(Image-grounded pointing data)
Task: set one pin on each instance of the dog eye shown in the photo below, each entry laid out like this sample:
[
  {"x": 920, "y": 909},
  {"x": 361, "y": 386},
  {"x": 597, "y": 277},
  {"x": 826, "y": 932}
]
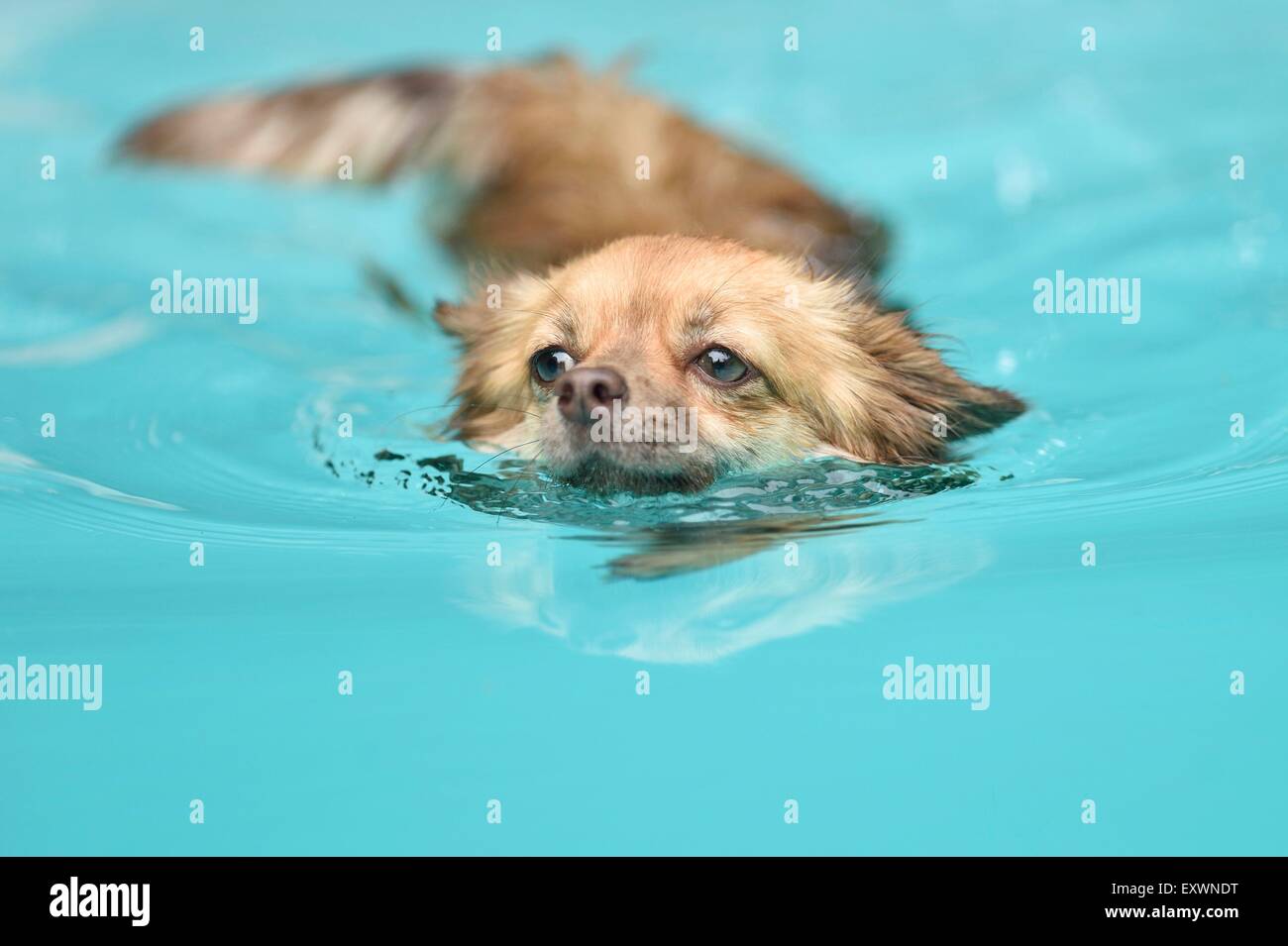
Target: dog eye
[
  {"x": 721, "y": 365},
  {"x": 550, "y": 364}
]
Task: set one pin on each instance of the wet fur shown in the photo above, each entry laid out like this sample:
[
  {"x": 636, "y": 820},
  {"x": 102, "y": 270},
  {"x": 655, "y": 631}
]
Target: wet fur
[
  {"x": 540, "y": 161},
  {"x": 837, "y": 373},
  {"x": 716, "y": 248}
]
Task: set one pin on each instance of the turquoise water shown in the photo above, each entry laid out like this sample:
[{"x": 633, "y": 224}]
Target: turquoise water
[{"x": 764, "y": 613}]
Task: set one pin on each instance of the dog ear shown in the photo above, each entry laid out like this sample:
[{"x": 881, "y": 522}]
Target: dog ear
[
  {"x": 949, "y": 405},
  {"x": 492, "y": 387},
  {"x": 902, "y": 402}
]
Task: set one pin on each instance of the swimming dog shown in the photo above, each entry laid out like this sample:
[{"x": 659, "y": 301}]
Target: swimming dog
[{"x": 717, "y": 302}]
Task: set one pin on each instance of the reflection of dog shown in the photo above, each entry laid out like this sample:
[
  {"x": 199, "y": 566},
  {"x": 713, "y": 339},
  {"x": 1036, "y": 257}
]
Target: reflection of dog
[
  {"x": 769, "y": 343},
  {"x": 696, "y": 619}
]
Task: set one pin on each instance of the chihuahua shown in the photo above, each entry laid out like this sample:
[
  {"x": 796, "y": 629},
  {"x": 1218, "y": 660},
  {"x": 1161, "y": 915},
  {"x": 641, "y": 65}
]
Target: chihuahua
[{"x": 675, "y": 308}]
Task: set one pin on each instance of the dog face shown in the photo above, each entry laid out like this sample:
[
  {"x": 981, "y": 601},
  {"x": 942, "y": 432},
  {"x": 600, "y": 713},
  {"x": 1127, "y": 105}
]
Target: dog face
[{"x": 660, "y": 364}]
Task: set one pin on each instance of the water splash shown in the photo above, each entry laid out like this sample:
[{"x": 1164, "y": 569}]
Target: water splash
[{"x": 671, "y": 533}]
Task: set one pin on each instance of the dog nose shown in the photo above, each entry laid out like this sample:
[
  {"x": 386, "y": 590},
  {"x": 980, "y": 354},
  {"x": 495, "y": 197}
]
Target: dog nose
[{"x": 581, "y": 390}]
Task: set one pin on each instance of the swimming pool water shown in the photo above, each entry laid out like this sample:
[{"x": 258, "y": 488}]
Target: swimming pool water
[{"x": 494, "y": 628}]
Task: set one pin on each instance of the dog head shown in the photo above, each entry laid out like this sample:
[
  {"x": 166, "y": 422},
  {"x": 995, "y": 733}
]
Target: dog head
[{"x": 660, "y": 364}]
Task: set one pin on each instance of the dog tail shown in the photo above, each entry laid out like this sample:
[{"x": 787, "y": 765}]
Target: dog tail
[{"x": 366, "y": 129}]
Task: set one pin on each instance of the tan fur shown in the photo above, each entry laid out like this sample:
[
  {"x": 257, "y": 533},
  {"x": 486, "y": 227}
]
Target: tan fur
[
  {"x": 838, "y": 374},
  {"x": 541, "y": 159}
]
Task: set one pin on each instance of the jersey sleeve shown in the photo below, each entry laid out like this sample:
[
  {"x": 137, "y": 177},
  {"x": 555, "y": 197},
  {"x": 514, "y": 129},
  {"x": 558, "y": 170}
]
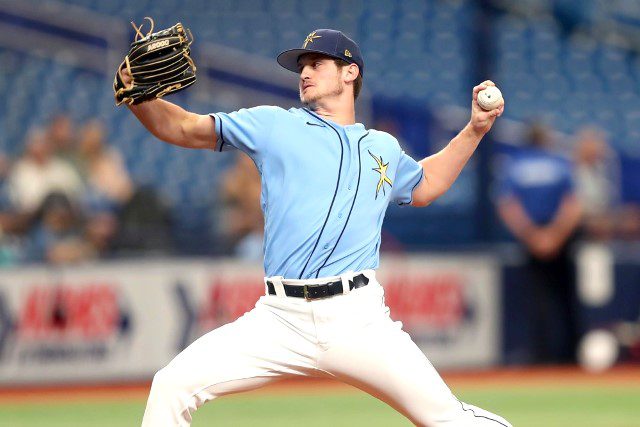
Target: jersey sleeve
[
  {"x": 409, "y": 175},
  {"x": 247, "y": 129}
]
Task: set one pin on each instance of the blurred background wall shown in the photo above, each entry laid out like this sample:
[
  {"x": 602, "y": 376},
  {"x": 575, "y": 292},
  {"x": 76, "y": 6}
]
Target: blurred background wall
[{"x": 82, "y": 182}]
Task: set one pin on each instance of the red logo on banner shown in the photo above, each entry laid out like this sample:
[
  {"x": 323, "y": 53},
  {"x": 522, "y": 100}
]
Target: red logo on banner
[
  {"x": 436, "y": 301},
  {"x": 228, "y": 300},
  {"x": 87, "y": 312}
]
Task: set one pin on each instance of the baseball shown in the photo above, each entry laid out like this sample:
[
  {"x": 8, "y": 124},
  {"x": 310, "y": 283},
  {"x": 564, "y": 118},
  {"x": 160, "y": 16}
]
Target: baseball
[
  {"x": 489, "y": 98},
  {"x": 598, "y": 351}
]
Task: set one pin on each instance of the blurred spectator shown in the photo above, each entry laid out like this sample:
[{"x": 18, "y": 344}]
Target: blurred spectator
[
  {"x": 108, "y": 183},
  {"x": 10, "y": 249},
  {"x": 144, "y": 225},
  {"x": 243, "y": 221},
  {"x": 538, "y": 205},
  {"x": 60, "y": 133},
  {"x": 38, "y": 174},
  {"x": 57, "y": 235},
  {"x": 597, "y": 176}
]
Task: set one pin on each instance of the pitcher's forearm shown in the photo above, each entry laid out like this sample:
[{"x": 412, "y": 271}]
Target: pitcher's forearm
[
  {"x": 163, "y": 119},
  {"x": 175, "y": 125},
  {"x": 443, "y": 168}
]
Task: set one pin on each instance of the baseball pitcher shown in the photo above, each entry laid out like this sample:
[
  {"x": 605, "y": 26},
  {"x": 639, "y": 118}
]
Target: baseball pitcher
[{"x": 326, "y": 184}]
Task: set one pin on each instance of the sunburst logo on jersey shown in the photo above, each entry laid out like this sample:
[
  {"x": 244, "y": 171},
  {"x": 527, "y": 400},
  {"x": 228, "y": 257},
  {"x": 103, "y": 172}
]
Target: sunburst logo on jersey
[
  {"x": 309, "y": 39},
  {"x": 382, "y": 170}
]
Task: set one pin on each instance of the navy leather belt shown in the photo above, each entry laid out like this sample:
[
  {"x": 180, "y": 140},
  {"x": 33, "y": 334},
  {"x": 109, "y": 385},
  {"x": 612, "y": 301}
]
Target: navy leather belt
[{"x": 318, "y": 291}]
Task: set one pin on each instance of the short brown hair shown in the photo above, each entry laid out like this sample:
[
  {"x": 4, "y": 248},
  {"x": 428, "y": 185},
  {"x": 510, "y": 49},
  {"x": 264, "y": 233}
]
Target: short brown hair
[{"x": 357, "y": 83}]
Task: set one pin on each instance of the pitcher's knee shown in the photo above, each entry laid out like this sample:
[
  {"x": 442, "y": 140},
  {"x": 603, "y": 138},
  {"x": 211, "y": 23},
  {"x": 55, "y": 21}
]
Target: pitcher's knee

▶ _Your goal_
The lines above must be transcribed exactly, with every picture left out.

▶ _Response below_
Task: set one pin on each instance of the dog eye shown in the photo below, each entry laid out like this sample:
[
  {"x": 920, "y": 909},
  {"x": 361, "y": 386},
  {"x": 597, "y": 277},
  {"x": 826, "y": 932}
]
Target: dog eye
[
  {"x": 721, "y": 365},
  {"x": 550, "y": 364}
]
Task: set one pin on each instance of the wet fur shown in the photo above, each entry laid out like this sample:
[
  {"x": 636, "y": 820},
  {"x": 102, "y": 270},
  {"x": 655, "y": 631}
]
Target: wet fur
[
  {"x": 540, "y": 161},
  {"x": 837, "y": 373},
  {"x": 716, "y": 248}
]
Task: set one pin on each instance of the turquoise water shown in the photo above, each entry laid out like this sample:
[{"x": 633, "y": 224}]
Target: turquoise water
[{"x": 764, "y": 613}]
Task: set one pin on each instance of the dog ear shown in the photo above, each entry laid out like this sample:
[{"x": 881, "y": 522}]
Target: dog ear
[
  {"x": 949, "y": 405},
  {"x": 492, "y": 387},
  {"x": 902, "y": 402}
]
Task: set one pin on each instance of the swimming dog shown in the photo above, each entry laid out like this sample:
[{"x": 659, "y": 301}]
Target: swimming dog
[{"x": 717, "y": 302}]
Task: set one pin on each instance of the reflection of dog shown in the photo above, each entry laid out like this sample:
[
  {"x": 199, "y": 566},
  {"x": 713, "y": 339},
  {"x": 1036, "y": 257}
]
Target: reflection of dog
[
  {"x": 769, "y": 343},
  {"x": 696, "y": 619}
]
Task: set one pin on each instance of the chihuahua shown in the photo above, each entry laid out like this sample:
[
  {"x": 796, "y": 629},
  {"x": 1218, "y": 660},
  {"x": 1161, "y": 915},
  {"x": 641, "y": 65}
]
Target: chihuahua
[{"x": 675, "y": 308}]
Task: set one pin on each instance of the dog face shown in the photo above, each entry laid out like this sample:
[
  {"x": 981, "y": 601},
  {"x": 942, "y": 432},
  {"x": 600, "y": 713},
  {"x": 1127, "y": 105}
]
Target: dog face
[{"x": 660, "y": 364}]
Task: set one pin on each instance of the water splash shown in the photo above, each entry laid out like this sample:
[{"x": 1164, "y": 569}]
Target: water splash
[{"x": 671, "y": 533}]
Task: set one pin on each instance of the dog nose shown in the photo above, each entry laid out like this sample:
[
  {"x": 386, "y": 590},
  {"x": 980, "y": 354},
  {"x": 495, "y": 197}
]
Target: dog nose
[{"x": 581, "y": 390}]
Task: set one pin on each instance of the swimming pool water shown in the photo above, each entry laid out like this sample:
[{"x": 258, "y": 488}]
Target: swimming pool water
[{"x": 494, "y": 628}]
Task: set one pin on each instance of the dog head shown in the photo above, each entry laid out like this sample:
[
  {"x": 166, "y": 422},
  {"x": 995, "y": 733}
]
Target: dog head
[{"x": 660, "y": 364}]
Task: set one pin on each instance of the dog tail shown in the photo above, each entry laid out like this sample:
[{"x": 787, "y": 765}]
Target: dog tail
[{"x": 366, "y": 129}]
Task: set one pin on each instance of the tan fur shown in the photo above, each entry laid out like this sample:
[
  {"x": 257, "y": 533},
  {"x": 486, "y": 227}
]
Target: tan fur
[
  {"x": 838, "y": 374},
  {"x": 541, "y": 159}
]
Task: set one pin on each instance of the jersey sleeve shown in the photo below, each entry laid out like this sample:
[
  {"x": 137, "y": 177},
  {"x": 555, "y": 197},
  {"x": 514, "y": 129},
  {"x": 558, "y": 170}
]
Target: jersey sleeve
[
  {"x": 409, "y": 175},
  {"x": 247, "y": 129}
]
Task: set one pin on each instance of the blurred background wall shown in the photo above, each entry laid out like this sample:
[
  {"x": 602, "y": 376},
  {"x": 575, "y": 292},
  {"x": 76, "y": 6}
]
Target: blurred background wall
[{"x": 82, "y": 182}]
Task: set one pin on each instance of the red logo on banner shown in the photo above, each entry laid out like this sample:
[
  {"x": 323, "y": 53},
  {"x": 522, "y": 100}
]
Target: red logo on banner
[
  {"x": 436, "y": 301},
  {"x": 228, "y": 300},
  {"x": 87, "y": 312}
]
Task: set one pin on each instance of the baseball shown in the photo above, each entry laid out like this sample:
[
  {"x": 8, "y": 124},
  {"x": 310, "y": 283},
  {"x": 564, "y": 118},
  {"x": 160, "y": 16}
]
Target: baseball
[
  {"x": 489, "y": 98},
  {"x": 598, "y": 351}
]
Task: set one pin on each instance of the blurred spectator shown in the photo above, each entry laid out like this sample:
[{"x": 18, "y": 344}]
Target: blurred spectator
[
  {"x": 108, "y": 183},
  {"x": 10, "y": 249},
  {"x": 144, "y": 225},
  {"x": 243, "y": 221},
  {"x": 538, "y": 205},
  {"x": 60, "y": 133},
  {"x": 38, "y": 174},
  {"x": 57, "y": 235},
  {"x": 597, "y": 176}
]
Task: set one pin on each instance of the pitcher's forearm shown in the photo above, each entry laid out like this sample:
[{"x": 412, "y": 271}]
Target: pitcher's forearm
[
  {"x": 163, "y": 119},
  {"x": 175, "y": 125},
  {"x": 443, "y": 168}
]
Task: set one pin on each instance of the baseball pitcher shown in the photo above, each entry laid out like this sample:
[
  {"x": 605, "y": 26},
  {"x": 639, "y": 118}
]
Target: baseball pitcher
[{"x": 326, "y": 184}]
Task: set one pin on each instance of the sunburst logo on jersey shown in the photo above, each entry laid out like this sample:
[
  {"x": 244, "y": 171},
  {"x": 527, "y": 400},
  {"x": 228, "y": 257},
  {"x": 103, "y": 172}
]
Target: sunburst logo on jersey
[
  {"x": 309, "y": 39},
  {"x": 382, "y": 170}
]
Task: set one pin on each instance of the navy leather belt shown in the photo above, each entry laid out like this sample:
[
  {"x": 180, "y": 140},
  {"x": 33, "y": 334},
  {"x": 109, "y": 385},
  {"x": 612, "y": 301}
]
Target: navy leather belt
[{"x": 318, "y": 291}]
Task: set one pin on each instance of the short brown hair shown in the photo above, each entry laid out like this sample:
[
  {"x": 4, "y": 248},
  {"x": 428, "y": 185},
  {"x": 510, "y": 49},
  {"x": 264, "y": 233}
]
Target: short brown hair
[{"x": 357, "y": 83}]
Task: set one pin on each instance of the pitcher's knee shown in the photo above, each entry laid out like this sample:
[
  {"x": 442, "y": 140},
  {"x": 603, "y": 138},
  {"x": 211, "y": 23},
  {"x": 55, "y": 21}
]
Target: pitcher's knee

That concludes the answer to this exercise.